### Work item
Wherever the string "below" occurs in a line of these records, report that line.

────────────────

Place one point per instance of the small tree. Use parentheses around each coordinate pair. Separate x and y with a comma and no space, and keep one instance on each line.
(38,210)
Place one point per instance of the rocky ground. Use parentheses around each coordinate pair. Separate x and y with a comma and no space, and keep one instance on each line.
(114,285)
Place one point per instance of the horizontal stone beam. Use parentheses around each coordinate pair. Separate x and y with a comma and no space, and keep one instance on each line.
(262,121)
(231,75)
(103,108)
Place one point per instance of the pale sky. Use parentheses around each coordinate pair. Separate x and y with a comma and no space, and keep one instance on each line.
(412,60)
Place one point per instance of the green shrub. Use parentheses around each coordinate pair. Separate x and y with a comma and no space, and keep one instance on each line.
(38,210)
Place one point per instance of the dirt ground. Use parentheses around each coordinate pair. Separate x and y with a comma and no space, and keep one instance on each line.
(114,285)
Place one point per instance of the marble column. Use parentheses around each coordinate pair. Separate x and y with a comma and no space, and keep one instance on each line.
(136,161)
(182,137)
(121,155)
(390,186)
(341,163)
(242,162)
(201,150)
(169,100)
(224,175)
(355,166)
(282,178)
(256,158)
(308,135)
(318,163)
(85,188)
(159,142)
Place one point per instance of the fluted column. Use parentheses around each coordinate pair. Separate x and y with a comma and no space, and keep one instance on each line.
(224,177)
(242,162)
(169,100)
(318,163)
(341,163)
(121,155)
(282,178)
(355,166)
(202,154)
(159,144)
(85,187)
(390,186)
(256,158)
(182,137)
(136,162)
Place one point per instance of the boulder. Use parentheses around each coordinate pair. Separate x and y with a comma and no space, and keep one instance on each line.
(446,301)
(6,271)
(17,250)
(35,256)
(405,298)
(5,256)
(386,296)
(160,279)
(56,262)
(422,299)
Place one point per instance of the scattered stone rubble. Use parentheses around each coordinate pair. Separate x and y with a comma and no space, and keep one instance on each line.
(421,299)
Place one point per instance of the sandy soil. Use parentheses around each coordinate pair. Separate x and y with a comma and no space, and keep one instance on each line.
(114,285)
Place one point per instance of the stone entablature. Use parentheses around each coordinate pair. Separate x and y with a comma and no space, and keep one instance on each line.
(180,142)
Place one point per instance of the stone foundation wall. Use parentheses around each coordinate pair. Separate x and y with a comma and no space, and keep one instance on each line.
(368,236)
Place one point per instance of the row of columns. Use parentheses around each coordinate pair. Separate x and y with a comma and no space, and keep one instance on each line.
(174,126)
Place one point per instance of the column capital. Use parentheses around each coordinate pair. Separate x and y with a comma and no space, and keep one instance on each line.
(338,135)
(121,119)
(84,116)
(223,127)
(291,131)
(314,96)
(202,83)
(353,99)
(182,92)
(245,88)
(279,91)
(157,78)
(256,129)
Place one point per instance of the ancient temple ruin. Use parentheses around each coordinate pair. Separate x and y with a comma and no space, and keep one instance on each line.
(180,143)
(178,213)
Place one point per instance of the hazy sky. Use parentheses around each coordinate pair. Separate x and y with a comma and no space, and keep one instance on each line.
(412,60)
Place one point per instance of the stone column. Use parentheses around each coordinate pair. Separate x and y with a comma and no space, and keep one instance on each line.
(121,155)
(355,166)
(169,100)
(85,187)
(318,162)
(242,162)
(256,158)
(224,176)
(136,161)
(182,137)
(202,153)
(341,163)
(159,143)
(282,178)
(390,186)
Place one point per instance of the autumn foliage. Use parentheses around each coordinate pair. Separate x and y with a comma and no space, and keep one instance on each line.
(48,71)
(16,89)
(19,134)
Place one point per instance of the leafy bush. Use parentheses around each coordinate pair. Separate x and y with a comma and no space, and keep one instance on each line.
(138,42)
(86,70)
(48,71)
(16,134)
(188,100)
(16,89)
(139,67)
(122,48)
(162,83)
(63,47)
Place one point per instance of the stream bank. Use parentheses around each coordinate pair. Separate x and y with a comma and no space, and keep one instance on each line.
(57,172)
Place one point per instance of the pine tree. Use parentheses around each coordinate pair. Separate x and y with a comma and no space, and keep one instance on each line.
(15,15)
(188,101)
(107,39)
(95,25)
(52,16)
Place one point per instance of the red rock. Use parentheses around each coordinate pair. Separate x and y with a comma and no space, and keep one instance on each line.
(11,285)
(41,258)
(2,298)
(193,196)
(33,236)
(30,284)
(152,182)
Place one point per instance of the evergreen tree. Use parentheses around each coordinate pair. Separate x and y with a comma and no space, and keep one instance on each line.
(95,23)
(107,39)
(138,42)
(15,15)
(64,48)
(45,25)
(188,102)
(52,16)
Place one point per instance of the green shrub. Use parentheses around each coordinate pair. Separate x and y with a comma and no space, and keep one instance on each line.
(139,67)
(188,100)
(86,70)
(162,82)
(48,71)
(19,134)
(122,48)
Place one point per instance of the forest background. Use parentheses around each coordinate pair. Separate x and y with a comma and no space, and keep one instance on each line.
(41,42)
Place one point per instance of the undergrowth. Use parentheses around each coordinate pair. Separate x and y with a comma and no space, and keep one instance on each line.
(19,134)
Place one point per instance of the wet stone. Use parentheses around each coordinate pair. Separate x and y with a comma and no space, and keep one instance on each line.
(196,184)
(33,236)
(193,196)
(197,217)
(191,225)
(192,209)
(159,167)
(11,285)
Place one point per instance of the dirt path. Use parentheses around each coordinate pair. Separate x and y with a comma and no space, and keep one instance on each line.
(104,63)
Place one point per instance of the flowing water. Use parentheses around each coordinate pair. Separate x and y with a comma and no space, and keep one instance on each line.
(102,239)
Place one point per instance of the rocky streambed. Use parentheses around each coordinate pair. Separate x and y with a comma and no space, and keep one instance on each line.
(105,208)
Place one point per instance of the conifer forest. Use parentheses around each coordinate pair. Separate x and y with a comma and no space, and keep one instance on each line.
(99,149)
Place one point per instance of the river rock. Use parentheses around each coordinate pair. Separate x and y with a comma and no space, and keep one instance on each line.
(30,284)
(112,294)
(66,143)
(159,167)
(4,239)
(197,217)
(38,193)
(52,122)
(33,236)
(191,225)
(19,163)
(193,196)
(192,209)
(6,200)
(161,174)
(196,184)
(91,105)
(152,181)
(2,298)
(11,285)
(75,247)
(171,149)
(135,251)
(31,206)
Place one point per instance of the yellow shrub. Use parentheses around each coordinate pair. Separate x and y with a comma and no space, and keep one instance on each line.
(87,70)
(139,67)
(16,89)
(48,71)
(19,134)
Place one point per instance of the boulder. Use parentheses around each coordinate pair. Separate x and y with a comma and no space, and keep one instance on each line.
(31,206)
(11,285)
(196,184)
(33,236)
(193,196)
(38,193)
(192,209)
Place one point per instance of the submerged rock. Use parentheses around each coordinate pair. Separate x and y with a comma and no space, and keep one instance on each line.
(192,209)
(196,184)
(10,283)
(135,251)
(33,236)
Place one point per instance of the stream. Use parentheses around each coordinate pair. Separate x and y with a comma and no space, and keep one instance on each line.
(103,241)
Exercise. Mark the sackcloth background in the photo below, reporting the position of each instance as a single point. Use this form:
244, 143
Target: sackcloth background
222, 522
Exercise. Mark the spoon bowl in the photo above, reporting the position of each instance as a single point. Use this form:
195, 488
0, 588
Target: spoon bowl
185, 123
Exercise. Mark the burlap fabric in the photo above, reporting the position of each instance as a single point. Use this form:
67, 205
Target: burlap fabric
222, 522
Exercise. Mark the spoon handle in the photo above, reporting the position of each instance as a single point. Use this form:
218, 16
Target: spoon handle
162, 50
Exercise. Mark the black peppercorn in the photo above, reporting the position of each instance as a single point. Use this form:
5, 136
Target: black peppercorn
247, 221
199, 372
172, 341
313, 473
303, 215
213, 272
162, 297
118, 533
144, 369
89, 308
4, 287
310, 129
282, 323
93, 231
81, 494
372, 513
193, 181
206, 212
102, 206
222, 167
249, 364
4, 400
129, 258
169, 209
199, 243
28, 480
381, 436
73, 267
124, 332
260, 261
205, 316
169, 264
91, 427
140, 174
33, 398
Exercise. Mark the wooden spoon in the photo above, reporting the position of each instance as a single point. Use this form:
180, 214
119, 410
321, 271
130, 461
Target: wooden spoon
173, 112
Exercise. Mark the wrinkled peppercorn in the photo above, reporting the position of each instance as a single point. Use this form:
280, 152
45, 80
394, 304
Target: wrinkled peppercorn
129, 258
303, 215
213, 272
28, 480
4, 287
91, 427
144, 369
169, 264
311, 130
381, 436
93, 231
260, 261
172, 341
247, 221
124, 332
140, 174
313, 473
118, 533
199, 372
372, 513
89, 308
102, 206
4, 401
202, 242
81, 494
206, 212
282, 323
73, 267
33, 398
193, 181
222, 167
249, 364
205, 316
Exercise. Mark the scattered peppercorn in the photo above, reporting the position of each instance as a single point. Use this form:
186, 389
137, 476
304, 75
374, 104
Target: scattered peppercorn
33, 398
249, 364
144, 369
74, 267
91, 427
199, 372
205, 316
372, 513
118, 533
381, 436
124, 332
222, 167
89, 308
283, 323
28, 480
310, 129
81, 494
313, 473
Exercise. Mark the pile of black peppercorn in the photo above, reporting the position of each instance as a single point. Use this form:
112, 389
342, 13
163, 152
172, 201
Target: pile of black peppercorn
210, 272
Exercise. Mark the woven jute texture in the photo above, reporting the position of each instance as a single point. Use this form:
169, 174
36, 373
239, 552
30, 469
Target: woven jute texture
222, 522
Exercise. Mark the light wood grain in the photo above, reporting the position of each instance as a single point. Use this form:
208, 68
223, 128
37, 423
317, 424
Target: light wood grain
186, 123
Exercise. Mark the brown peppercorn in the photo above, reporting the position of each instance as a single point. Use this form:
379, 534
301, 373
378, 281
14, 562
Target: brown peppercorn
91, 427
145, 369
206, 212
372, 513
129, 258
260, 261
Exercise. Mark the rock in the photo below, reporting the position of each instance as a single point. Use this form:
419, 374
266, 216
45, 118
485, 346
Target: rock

────────────────

### The completed task
Exercise. Mark the sackcloth background in the photo below, reporting the position of each instance as a single point. Use this form:
Exercise. Mark the rock in the photo below, reporting the position of each instance as a single point. Use this form:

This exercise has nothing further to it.